■ **TASK**
From the records below, output exactly the lines running from the line containing "TARGET = mountain range" through the line containing "TARGET = pasture", and no others.

■ **GIVEN RECORDS**
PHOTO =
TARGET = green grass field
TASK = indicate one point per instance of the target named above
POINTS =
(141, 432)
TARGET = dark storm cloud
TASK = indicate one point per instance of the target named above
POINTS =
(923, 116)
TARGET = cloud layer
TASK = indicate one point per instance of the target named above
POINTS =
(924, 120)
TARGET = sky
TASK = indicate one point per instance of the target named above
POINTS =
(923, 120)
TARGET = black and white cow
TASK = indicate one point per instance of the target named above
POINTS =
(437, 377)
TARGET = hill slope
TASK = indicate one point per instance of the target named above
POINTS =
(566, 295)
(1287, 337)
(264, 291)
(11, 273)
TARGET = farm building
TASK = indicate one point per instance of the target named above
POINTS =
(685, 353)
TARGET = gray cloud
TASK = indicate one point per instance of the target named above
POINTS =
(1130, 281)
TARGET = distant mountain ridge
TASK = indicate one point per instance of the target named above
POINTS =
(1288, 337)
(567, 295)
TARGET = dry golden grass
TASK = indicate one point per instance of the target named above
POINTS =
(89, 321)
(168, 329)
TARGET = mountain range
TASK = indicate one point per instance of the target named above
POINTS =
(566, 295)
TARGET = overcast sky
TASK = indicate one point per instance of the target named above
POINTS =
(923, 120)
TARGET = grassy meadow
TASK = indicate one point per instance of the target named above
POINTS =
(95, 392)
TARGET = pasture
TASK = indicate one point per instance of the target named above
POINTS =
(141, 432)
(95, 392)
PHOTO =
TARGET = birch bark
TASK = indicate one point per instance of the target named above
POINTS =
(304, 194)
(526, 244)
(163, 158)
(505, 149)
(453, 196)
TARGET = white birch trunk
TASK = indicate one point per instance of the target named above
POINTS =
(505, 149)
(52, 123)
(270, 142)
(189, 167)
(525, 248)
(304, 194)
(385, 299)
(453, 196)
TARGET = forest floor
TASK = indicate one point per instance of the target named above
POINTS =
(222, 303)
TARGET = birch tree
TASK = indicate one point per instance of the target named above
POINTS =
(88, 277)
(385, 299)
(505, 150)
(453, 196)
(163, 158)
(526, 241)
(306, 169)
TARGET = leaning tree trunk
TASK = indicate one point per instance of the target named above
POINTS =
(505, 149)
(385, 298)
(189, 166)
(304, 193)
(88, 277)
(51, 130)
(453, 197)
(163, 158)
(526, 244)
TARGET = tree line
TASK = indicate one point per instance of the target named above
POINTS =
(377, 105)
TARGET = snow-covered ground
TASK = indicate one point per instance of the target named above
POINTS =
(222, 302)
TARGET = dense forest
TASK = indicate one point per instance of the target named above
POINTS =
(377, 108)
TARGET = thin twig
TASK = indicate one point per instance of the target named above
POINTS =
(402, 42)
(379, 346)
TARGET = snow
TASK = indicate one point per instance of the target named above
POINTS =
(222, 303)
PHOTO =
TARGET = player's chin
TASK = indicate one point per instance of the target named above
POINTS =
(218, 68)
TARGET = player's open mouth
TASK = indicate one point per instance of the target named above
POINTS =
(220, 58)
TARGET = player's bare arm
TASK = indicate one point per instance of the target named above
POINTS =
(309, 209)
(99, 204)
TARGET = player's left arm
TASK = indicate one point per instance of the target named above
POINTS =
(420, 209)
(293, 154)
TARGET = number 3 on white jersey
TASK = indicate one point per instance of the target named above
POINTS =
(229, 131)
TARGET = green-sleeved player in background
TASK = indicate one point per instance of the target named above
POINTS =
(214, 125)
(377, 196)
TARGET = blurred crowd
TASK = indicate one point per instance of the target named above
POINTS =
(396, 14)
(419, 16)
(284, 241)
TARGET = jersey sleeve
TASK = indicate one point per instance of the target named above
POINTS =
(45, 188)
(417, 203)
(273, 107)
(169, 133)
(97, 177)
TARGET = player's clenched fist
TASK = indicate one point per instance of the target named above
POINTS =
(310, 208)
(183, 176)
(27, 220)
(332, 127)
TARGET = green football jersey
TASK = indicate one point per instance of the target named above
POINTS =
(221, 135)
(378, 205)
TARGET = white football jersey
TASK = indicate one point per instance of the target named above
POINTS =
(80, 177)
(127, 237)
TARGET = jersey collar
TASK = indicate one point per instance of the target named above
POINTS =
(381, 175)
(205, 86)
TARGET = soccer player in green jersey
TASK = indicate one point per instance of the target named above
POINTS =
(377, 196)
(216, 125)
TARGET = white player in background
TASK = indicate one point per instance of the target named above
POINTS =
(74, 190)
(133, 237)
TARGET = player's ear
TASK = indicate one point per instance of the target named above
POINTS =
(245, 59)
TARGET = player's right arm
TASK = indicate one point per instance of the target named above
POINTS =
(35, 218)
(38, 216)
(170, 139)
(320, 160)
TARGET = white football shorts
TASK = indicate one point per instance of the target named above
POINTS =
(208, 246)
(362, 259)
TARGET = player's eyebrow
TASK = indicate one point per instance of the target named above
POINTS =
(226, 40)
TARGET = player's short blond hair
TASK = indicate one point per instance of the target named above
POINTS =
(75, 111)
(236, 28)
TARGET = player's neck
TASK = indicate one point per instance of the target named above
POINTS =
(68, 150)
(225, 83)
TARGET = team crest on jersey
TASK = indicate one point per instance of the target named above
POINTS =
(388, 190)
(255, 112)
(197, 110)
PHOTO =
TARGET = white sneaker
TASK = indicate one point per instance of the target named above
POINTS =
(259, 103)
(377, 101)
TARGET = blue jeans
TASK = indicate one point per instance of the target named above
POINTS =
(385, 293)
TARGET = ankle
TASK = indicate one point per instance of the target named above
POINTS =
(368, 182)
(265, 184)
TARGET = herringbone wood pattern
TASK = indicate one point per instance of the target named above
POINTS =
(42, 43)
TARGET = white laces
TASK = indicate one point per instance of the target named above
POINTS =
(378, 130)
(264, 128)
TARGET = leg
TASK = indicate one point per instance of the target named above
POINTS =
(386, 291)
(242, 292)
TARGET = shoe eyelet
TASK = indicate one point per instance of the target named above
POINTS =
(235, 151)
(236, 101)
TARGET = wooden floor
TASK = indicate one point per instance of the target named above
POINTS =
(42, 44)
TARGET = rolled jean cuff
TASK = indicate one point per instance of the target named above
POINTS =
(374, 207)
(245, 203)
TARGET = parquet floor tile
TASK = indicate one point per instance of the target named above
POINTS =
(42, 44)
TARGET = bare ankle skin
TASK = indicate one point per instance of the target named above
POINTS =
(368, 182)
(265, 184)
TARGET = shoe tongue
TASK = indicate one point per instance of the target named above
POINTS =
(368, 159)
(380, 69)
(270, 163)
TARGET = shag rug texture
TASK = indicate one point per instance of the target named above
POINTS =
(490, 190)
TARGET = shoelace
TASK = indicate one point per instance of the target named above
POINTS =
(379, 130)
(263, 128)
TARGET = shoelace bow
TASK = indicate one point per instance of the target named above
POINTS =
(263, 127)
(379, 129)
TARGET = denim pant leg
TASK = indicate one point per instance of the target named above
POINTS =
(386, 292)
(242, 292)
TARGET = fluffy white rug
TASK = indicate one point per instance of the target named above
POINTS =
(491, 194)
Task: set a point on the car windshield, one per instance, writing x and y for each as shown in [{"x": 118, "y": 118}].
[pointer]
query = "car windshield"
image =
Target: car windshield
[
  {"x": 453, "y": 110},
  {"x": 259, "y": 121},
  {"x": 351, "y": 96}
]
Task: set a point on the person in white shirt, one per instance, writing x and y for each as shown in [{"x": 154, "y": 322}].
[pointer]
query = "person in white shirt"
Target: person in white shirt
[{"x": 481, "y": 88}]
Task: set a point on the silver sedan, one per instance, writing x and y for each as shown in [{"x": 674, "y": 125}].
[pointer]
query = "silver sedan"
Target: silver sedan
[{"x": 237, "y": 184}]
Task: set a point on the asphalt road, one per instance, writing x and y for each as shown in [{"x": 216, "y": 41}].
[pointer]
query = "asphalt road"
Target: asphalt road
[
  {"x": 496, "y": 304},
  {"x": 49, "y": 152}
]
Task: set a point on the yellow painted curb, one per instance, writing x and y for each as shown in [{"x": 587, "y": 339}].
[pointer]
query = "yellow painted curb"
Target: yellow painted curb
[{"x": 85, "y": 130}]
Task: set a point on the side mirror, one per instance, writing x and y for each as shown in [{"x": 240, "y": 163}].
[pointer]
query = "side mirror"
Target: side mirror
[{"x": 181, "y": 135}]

■ **RESPONSE FOR THIS EXERCISE**
TARGET = mountain range
TASK = indicate one point per instance of the target named above
POINTS =
(566, 295)
TARGET = overcast sky
TASK = indicate one point per instance of the target named above
POINTS =
(923, 120)
TARGET = grassy meadow
TASK = indicate one point per instance of the target named above
POINTS =
(95, 392)
TARGET = pasture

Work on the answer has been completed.